§ **EXTRAIT FOURNI**:
......
En outre – j’y insiste –, les outre-mer ont beaucoup d’avance au titre des PPR : les préfets se sont très tôt saisis de cet outil, sachant quels défis devaient affronter les territoires confiés à leurs soins, quels risques couraient leurs populations.

Plans de prévention des risques, nouvelles formations mises en œuvre, journées de prévention japonaises, travail mené avec l’éducation nationale et avec l’ensemble des professionnels : au cours des mois qui viennent, toutes ces initiatives seront coordonnées dans des plans spécifiques, territoire par territoire. Elles apporteront ainsi, comme je l’espère, la réponse la plus adaptée possible, d’autant que ces plans feront partout l’objet d’une coconstruction !

M. le président. La parole est à M. Marc Laménie, pour la réplique.

M. Marc Laménie. Madame la ministre, je tiens à vous remercier et à m’associer aux nombreuses recommandations formulées par mes collègues au terme d’un travail d’investigation particulièrement minutieux.

Comme vous, j’insiste sur la sensibilisation de tous les partenaires, notamment les élus ; je relève également que la notion de cartographie a toute son importance ! (Mme la ministre approuve.)

M. le président. La parole est à M. Didier Mandelli.

M. Didier Mandelli. Madame la ministre, il m’appartient de clore cette série de quinze questions, et je vous prie par avance d’excuser les éventuelles redondances de mon propos !

La France n’échappe pas aux effets du changement climatique. Nos territoires sont de plus en plus exposés à des phénomènes jusqu’à présent exceptionnels – incendies, inondations, fortes tempêtes –, et les territoires ultramarins sont particulièrement touchés.

Nos outre-mer sont en première ligne – vous avez même employé le mot de « vigies » –, car l’élévation du niveau des mers s’accompagne de phénomènes accrus d’érosion côtière. De plus, comme nos collègues le relèvent justement dans leur rapport d’information, l’acidification des océans devrait affecter la survie des écosystèmes qui assurent une fonction protectrice des littoraux, comme les récifs coralliens ou les mangroves.

Par son intensité et sa soudaineté, l’ouragan Irma l’a montré : nos territoires ne sont pas prêts à faire face à des cyclones si puissants. Le bilan de cette tempête fut hors normes, avec près de 26 000 sinistres enregistrés, pour un montant total de 1,9 milliard d’euros.
......
§ **CONSIGNE A**:
Dressez la liste des initiatives qui, selon l'extrait fourni, seront coordonnées dans des plans spécifiques, territoire par territoire.

Enregistrements d'étiquetage de localisation
......
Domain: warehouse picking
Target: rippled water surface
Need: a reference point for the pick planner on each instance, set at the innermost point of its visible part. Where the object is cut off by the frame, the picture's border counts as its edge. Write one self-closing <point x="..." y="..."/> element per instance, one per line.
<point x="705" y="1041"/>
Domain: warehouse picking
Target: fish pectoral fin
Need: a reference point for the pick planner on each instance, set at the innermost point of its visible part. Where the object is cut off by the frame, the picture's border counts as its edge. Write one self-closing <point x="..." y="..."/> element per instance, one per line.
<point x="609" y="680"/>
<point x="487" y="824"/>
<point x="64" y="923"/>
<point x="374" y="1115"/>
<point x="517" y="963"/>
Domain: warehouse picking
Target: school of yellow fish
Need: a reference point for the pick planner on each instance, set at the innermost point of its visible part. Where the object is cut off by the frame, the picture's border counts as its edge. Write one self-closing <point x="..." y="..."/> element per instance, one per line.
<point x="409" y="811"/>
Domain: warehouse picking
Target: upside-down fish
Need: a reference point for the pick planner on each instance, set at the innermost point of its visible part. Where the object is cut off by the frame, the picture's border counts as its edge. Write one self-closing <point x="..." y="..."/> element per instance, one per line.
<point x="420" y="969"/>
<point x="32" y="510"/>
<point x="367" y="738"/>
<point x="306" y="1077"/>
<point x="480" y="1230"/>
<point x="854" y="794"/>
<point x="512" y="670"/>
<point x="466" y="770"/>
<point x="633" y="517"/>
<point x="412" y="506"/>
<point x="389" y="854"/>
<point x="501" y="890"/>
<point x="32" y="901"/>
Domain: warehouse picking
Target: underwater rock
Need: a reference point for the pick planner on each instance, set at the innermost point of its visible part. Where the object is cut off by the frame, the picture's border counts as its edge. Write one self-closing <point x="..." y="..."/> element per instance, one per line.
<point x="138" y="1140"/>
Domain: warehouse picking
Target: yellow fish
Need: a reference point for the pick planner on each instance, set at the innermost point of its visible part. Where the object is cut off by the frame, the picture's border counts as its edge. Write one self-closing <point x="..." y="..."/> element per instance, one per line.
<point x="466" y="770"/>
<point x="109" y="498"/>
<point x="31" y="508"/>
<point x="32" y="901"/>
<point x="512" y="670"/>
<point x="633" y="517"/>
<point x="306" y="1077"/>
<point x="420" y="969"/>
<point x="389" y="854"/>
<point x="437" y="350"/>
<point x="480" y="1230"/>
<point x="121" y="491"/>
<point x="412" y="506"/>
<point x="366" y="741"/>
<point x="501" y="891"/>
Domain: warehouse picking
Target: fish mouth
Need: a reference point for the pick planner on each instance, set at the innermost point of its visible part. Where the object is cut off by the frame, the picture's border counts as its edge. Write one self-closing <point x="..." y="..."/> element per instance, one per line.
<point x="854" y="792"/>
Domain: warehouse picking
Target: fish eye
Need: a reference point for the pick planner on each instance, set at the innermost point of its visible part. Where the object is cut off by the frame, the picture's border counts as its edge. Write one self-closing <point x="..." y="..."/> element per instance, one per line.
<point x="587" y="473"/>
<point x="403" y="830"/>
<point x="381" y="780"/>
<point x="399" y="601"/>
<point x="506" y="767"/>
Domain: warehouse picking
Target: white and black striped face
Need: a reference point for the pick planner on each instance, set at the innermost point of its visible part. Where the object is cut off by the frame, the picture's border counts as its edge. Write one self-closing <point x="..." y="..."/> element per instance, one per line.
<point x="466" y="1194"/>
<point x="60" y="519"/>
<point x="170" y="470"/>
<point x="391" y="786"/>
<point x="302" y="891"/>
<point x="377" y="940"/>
......
§ **CONSIGNE B**:
Reproduisez à l'identique le passage des enregistrements qui va de leur début jusqu'à la ligne contenant « Target: rippled water surface », cette ligne comprise.

§ **RÉPONSE A**:
- Plans de prévention des risques
- Nouvelles formations mises en œuvre
- Journées de prévention japonaises
- Travail mené avec l'éducation nationale et avec l'ensemble des professionnels

§ **RÉPONSE B**:
Domain: warehouse picking
Target: rippled water surface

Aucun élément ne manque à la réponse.